## Study questions
**1.** In the lungworm passage, how long does it take lungworm to mature on pasture in summer conditions with adequate moisture?
**2.** Please print a portion of the lungworm passage word for word, beginning at the words "Young cattle at" and stopping after "by late summer.".

## Passage for review

Bovine lungworm Dictyocaulus viviparus is the cause of parasitic bronchitis (husk/hoose) in cattle.
The disease is characterised by coughing and respiratory distress, and typically affects young cattle during their first grazing season, following which the surviving animals usually develop a strong immunity. Occasionally, if an older animal with acquired immunity is suddenly exposed to a massive larval challenge from a heavily contaminated field, severe clinical signs may result.
Staff in the Parasitology Section of the Veterinary Sciences Division, AFBI, have noted that the incidence of lungworm infection in cattle is unusually high this year. It is likely that this has been caused by the wet weather in July which, together with the summer temperatures, has created an ideal environment for the survival of lungworm larvae and build-up of high levels of infection on pasture.
Young cattle at grazing initially acquire infection from lungworm larvae that have survived mild winter conditions on pasture which was heavily contaminated in the previous year. Alternatively, they may gain infection from larvae shed by yearling ‘carrier’ cattle that harboured small burdens of immature lungworm from the previous year. The latter come to maturity, releasing larvae unto grass early in the summer and, given the short maturation time on pasture (5-7 days in summer conditions, with adequate moisture), the new generation of worms from infected calves can achieve high levels of contamination on the pasture by late summer.
While lungworms in cattle apparently remain susceptible to destruction by all of the commonly used anthelmintics, in recent years there has been a tendency for lungworm infection to occur in older cattle because treatment with long-acting anthelmintics during the first grazing season has prevented calves from being sufficiently exposed to lungworm infection to develop immunity. Therefore clinical infection can appear in the second, or even in subsequent years at grass, if the pasture is heavily contaminated with larvae.
Affected cattle should be treated as early as possible, with veterinary advice, when signs of coughing or rapid breathing are first seen in the group. This is because severely affected animals may either not respond, or symptoms may be exacerbated, as dead or dying larvae block the lower airways. Indeed, heavily infected animals sometimes die soon after treatment, as the airways become occluded by inflammatory debris and degenerating worms. Treated cattle should be removed from infected pasture and transferred to clean pasture, if available, or housed in well-ventilated facilities. Whatever treatment is selected, it is advisable to divide affected calves into two groups, as the prognosis will vary according to the severity of disease.

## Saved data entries
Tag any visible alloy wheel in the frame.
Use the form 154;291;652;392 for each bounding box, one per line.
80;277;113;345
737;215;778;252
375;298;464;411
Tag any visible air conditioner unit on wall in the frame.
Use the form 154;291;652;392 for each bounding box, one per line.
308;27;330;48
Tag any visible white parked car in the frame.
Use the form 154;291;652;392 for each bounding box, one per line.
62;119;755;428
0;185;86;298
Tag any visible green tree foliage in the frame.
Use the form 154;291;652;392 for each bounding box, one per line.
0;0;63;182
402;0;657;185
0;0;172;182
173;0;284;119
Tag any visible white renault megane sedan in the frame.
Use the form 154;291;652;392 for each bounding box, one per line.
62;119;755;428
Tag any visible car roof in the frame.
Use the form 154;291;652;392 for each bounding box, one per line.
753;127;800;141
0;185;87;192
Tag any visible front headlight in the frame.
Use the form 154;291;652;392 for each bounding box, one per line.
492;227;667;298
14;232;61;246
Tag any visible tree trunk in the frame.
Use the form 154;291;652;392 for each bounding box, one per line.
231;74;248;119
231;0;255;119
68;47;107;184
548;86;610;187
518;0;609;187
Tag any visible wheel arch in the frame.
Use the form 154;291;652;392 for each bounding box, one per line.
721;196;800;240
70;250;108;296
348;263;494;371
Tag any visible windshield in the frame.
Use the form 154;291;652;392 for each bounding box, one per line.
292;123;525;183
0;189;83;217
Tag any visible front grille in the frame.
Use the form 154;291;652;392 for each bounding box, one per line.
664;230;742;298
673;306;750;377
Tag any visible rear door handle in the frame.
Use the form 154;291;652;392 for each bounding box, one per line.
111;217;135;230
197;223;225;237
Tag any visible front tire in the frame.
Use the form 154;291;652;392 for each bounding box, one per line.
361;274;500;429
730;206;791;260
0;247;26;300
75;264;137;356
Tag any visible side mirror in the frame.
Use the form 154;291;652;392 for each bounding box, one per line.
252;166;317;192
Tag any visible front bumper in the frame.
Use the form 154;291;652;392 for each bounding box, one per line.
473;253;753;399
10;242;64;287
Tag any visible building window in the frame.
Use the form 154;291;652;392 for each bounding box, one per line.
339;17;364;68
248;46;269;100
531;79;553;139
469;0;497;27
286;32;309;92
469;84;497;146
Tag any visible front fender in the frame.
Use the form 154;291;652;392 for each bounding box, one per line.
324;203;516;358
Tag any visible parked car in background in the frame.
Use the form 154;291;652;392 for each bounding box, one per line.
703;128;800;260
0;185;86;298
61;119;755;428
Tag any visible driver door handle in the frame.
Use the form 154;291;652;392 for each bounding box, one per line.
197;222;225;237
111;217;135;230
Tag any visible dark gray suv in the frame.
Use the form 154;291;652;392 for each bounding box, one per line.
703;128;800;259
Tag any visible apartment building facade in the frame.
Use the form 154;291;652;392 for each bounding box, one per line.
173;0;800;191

## Responses by item number
**1.** 5-7 days

**2.**
Young cattle at grazing initially acquire infection from lungworm larvae that have survived mild winter conditions on pasture which was heavily contaminated in the previous year. Alternatively, they may gain infection from larvae shed by yearling ‘carrier’ cattle that harboured small burdens of immature lungworm from the previous year. The latter come to maturity, releasing larvae unto grass early in the summer and, given the short maturation time on pasture (5-7 days in summer conditions, with adequate moisture), the new generation of worms from infected calves can achieve high levels of contamination on the pasture by late summer.